Document:

Read the code below and make sure you understand what is happening. Run the code to load your data.

In [None]:
import os
import re
import pandas as pd
import numpy as np
import glob
### student code here: import the needed modules from sci-kit learn ###
from sklearn.feature_extraction.text import TfidfVectorizer, CountVectorizer
from sklearn.naive_bayes import MultinomialNB
from sklearn.metrics import accuracy_score


In [3]:
def get_path(filename):
    """
    Makes a list of all the paths that fit the search requirement

    :param filename: A regular expression that defines the search requirement for the filenames
    :return  Returns a list of all the pathnames
    """
    # place the movies folder in the same directory as this notebook
    current_directory = os.getcwd()
    # if you are using Google Colab, you will have to change the above line
    # to load the dataset from your Google Drive

    # glob.glob() is a pattern-matching path finder, it searches for the reviews in the movies folder based on a Regular Expression
    paths = glob.glob(current_directory + '/movies/' + filename)

    if len(paths) == 0:
        print('Your file list is empty. The code looks for the folder '+current_directory+'/movies, but could not find it.')
    else:
        print("Found ", len(paths), "files")
    return paths

In [4]:
def load_data(pathset):
    """
    Loads the data into a dataframe

    :param pathset:  A list of paths
    :return  A dataframe with three columns: Path, Review (Text) and Label
    """
    # Files are named by sentiment (P for positive, N for negative)
    pattern = re.compile('P-(train|test)[0-9]*.txt')

Extracted information:
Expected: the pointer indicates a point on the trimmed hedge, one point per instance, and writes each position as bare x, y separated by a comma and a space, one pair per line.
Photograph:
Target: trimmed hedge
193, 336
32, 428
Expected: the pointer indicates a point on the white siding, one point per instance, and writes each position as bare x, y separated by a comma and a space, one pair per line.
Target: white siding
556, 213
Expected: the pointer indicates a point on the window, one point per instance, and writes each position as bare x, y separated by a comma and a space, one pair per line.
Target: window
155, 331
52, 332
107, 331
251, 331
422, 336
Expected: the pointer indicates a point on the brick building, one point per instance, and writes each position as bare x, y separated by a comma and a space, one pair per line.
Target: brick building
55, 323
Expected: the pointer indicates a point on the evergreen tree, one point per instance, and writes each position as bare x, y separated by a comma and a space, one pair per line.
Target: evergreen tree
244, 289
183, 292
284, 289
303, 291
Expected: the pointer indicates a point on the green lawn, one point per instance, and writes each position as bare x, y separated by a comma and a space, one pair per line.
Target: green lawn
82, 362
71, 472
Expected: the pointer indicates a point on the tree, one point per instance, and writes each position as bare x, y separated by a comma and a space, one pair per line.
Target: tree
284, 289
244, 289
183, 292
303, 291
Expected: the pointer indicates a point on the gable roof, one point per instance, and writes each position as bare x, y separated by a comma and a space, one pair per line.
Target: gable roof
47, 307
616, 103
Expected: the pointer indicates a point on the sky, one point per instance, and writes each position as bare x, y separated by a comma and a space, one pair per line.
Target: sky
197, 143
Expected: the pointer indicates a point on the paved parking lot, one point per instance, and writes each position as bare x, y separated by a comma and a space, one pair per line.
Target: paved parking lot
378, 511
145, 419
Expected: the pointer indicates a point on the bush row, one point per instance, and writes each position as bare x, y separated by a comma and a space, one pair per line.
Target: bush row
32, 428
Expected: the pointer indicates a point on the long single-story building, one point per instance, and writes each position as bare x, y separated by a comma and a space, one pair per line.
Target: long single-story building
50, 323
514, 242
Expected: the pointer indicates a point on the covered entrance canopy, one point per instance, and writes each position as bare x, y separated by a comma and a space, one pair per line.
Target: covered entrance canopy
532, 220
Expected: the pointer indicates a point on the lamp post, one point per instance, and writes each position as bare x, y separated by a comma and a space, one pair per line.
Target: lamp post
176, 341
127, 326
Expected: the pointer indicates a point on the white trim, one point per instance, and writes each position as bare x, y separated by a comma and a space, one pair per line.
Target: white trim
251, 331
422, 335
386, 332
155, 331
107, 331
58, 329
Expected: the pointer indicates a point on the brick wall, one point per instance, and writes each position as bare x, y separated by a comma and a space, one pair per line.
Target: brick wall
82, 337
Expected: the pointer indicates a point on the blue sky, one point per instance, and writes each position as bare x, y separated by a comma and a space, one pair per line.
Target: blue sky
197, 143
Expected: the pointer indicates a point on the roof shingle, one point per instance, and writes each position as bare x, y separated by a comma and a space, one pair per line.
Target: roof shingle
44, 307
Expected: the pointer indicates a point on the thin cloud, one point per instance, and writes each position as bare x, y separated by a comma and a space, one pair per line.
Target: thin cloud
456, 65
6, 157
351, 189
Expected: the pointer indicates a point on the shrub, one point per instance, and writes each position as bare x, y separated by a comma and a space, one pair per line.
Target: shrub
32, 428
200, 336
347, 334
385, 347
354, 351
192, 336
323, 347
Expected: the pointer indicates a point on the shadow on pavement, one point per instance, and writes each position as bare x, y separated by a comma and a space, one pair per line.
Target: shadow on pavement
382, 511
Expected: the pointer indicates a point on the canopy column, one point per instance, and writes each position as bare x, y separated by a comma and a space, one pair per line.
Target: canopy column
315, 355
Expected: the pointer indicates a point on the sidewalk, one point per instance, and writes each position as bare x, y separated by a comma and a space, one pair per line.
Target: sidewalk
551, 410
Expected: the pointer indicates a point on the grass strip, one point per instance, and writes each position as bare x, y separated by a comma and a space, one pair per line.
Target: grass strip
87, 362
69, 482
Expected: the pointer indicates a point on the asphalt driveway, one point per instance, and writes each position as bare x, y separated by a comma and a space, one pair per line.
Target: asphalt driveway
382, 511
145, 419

Exercise set:
A - Count the lines in the entries that contain the string "evergreen", treating case as significant, and reply with the number alone.
B - Pick up the movie review notebook code from the point where it stops.

Results of the exercise:
A - 2

B -
    reviews = []
    labels = []
    df = pd.DataFrame(columns = ['Path', 'Review', 'Label'])
    for path in pathset:
        if re.search(pattern, path):
            text = open(path, "r").read()
            reviews.append(text)
            labels.append('Pos')
        else:
            text = open(path, "r").read()
            reviews.append(text)
            labels.append('Neg')
    df['Path'] = pathset
    df['Review'] = reviews
    df['Label'] = labels
    return df

In [6]:
#Load the files in the Dataframe. This will take a while...
paths = get_path('train/[NP]-train[0-9]*.txt')
data = load_data(paths)
data.head()

Found  1200 files


Unnamed: 0,Path,Review,Label
0,/Users/kornelovics/EIT/UT/NLP/project-nlp/home...,"Let's see, cardboard characters like Muslim te...",Neg
1,/Users/kornelovics/EIT/UT/NLP/project-nlp/home...,"""May contain spoilers"" Sadly Lou Costellos' la...",Neg
2,/Users/kornelovics/EIT/UT/NLP/project-nlp/home...,"I can't emphasize it enough, do *NOT* get this...",Neg
3,/Users/kornelovics/EIT/UT/NLP/project-nlp/home...,I am truly sad that this is the first bad revi...,Neg
4,/Users/kornelovics/EIT/UT/NLP/project-nlp/home...,I'm a Petty Officer 1st Class (E-6) and have b...,Pos


### Part 2 - Tokenization

In this step, you should write a tokenizer and compare it with an off-the-shelf one.

#### Question 2.1 Making your own tokenizer

In [7]:
def my_tokenizer(text):
    """
    The implementation of your own tokenizer

    :param text:  A string with a sentence (or paragraph, or document...)
    :return  A list of tokens
    """
    text = text.lower()
    # Remove punctuation except apostrophes inside words
    text = re.sub(r"[^\w\s']", " ", text)

    # Collapse multiple spaces into one
    text = re.sub(r"\s+", " ", text).strip()

    # Split on whitespace
    tokenized_text = text.split(" ")

    return tokenized_text




sample_string0 = "If you have the chance, watch it. Although, a warning, you'll cry your eyes out."
sample_string1 = "kaas is lekker"
sample_string2 = "Me and My bEstfriend are going to the city!"
sample_string3 = "me and my number 3 bEStfrienD like movies"
print(my_tokenizer(sample_string0))
print(my_tokenizer(sample_string1))
print(my_tokenizer(sample_string2))
print(my_tokenizer(sample_string3))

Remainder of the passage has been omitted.